━━━ Artículo

El primer ensayo de la edición original de Cuestiones estéticas (Librería Paul Ollendorff, 292 páginas, 1911), de Alfonso Reyes, se titula “Las tres Electras del teatro ateniense”, y está dedicado al maestro dominicano Pedro Henríquez Ureña (tiempo después, Henríquez Ureña recordaría aquellos años diciendo: “Leíamos a los griegos, que fueron nuestra pasión”). No se nos escapa –más bien nos desasosiega- que abordar un tema que Alfonso Reyes ya ha transitado no sólo supone una osadía, sino que linda con la más crasa irreverencia. Acaso lo único que atempera el atrevimiento –y éste, incluso y tal vez, no del todo admisible- es que no sólo a cada generación, sino a cada lector le asiste el inalienable derecho de aportar su propia lectura a las lecturas consagradas por los ilustres dómines del pasado con la modesta expectativa de reanimar, matizar o recrear un texto clásico.
Como todos los temas de la tragedia griega, la figura de Electra surge del inagotable venero de la mitología: es hermana de Ifigenia, Crisotemis y Orestes, los cuatro, hijos de Agammenón y Clitenmestra; por tanto, una Atrida, descendiente en línea directa del rey Atreo, padre de Agammenón y Menelao. Esta filiación –tal es también un tema clásico de la tragedia griega- marca su destino con indeleble trazo. La sangrienta historia de la genealogía atrida es harto conocida: Atreo y su gemelo Tiestes son exiliados de Pisa por su padre con motivo de haber asesinado a su hermanastro Crisipo; Aérope, esposa de Atreo, lo engaña con su hermano gemelo y Atreo urde su venganza: invita a Tiestes a un banquete y le da de comer a sus propios hijos: Tántalo y Plístenes; Tiestes, al saberlo, maldice a la entera descendencia de Atreo. En la mitología y en la cosmovisión griegas, los hijos y la descendencia purgan los crímenes de sus antepasados; no en vano, Solón (uno de los siete sabios de Grecia, junto con Tales, de Mileto; Bías, de Priene; Pitaco, de Mitilene; Cleobulo, de Lindos; Quilón, de Esparta; y Periandro, de Corinto) reflexiona en uno de los fragmentos que han llegado hasta nosotros: “Pero uno paga en seguida la culpa, el otro más tarde, y si ellos lo evitan, y no los encuentra el divino hado a su llegada, vuelve en cada caso más tarde: sin su culpa, pagan la culpa los hijos de aquéllos o la generación posterior”. Huelga añadir que no es otra la dinámica de culpa y expiación a que se ven sometidas las familias faulknerianas: los Sartoris, los Compson, los Snopes… A una culpa original le sucede una reparación que recorre generaciones y que parece tener las trazas de un tiempo sin tiempo, de un tiempo circular, de un tiempo de alcance infinito.

━━━━━━
━━━ Material proporcionado

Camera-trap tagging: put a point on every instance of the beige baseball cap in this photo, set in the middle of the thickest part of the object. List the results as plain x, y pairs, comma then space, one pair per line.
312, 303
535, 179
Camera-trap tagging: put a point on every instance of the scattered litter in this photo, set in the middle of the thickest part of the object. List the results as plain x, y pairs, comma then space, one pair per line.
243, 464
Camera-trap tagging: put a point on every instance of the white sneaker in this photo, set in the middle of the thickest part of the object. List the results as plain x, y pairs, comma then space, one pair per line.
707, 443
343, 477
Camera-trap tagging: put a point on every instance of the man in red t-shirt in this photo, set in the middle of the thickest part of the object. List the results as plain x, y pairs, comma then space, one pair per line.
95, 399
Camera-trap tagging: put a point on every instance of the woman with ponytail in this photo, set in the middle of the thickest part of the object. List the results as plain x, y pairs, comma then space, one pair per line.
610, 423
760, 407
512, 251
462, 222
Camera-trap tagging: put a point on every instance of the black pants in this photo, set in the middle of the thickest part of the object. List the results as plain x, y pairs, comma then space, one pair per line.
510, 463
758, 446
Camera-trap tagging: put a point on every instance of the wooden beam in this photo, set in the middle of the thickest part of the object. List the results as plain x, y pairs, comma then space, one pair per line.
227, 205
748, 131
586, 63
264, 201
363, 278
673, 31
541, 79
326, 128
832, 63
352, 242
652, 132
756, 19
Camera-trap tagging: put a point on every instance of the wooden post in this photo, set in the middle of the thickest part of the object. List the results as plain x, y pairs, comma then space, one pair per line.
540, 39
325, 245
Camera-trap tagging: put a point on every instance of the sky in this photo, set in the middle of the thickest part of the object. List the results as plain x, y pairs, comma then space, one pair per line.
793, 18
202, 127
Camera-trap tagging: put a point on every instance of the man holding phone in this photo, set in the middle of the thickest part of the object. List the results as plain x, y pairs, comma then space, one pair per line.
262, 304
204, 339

━━━━━━

• **Tareas propuestas**
(a) Según el artículo, ¿a quién está dedicado el ensayo «Las tres Electras del teatro ateniense»?
(b) Prolonga el artículo sobre la figura de Electra a partir de su última oración.
El listado no hace falta para resolver el ejercicio.

• **Respuestas del ejercicio**
(a) Al maestro dominicano Pedro Henríquez Ureña.

(b)
En rigor de verdad, en la Orestía (trilogía integrada por “Agammenón”, “Las coéforas” –mujeres que portan el vino para realizar las libaciones de práctica en honor de los dioses- y “Las Euménides”) la figura de Electra se dibuja en escorzo en tanto que el tema trascendente es el de la idea de la justicia, lo cual indujo, sin duda, al poeta y crítico inglés Algernon Charles Swinburne a declarar sin la menor hesitación que la obra de Esquilo “es la creación más grande del espíritu humano”. Aquello que se plantea, discute y dirime en la trilogía es el concepto de Diké, por lo general mal o parcialmente traducido como “justicia” y que, en puridad, alude al Principio de la Retribución: “A aquel que hace, le será hecho”, una ley moral que prescribe que el pecador es y debe ser castigado; sencillo es comprender que esta concepción de la justicia retributiva no sólo puede desembocar en el caos sino, por medio del caos, en la enloquecedora dinámica de una cinta sinfín: siempre ha de haber un crimen o delito por vengar en un encadenamiento de venganzas que se extendería hasta el fin de los tiempos, una serie a la que le serían ajenos el término y la clausura. De hecho, el asesinato de los hijos de Tiestes es el comienzo que marca la mitología para el derramamiento de sangre que será el signo distintivo del destino de los Atridas, y desde ese momento, pues, el Alastor (“el espíritu que lleva por mal camino o por el camino errado”) reside en la casa de Atreo y su descendencia. La Orestía es una inmejorable ilustración de ello.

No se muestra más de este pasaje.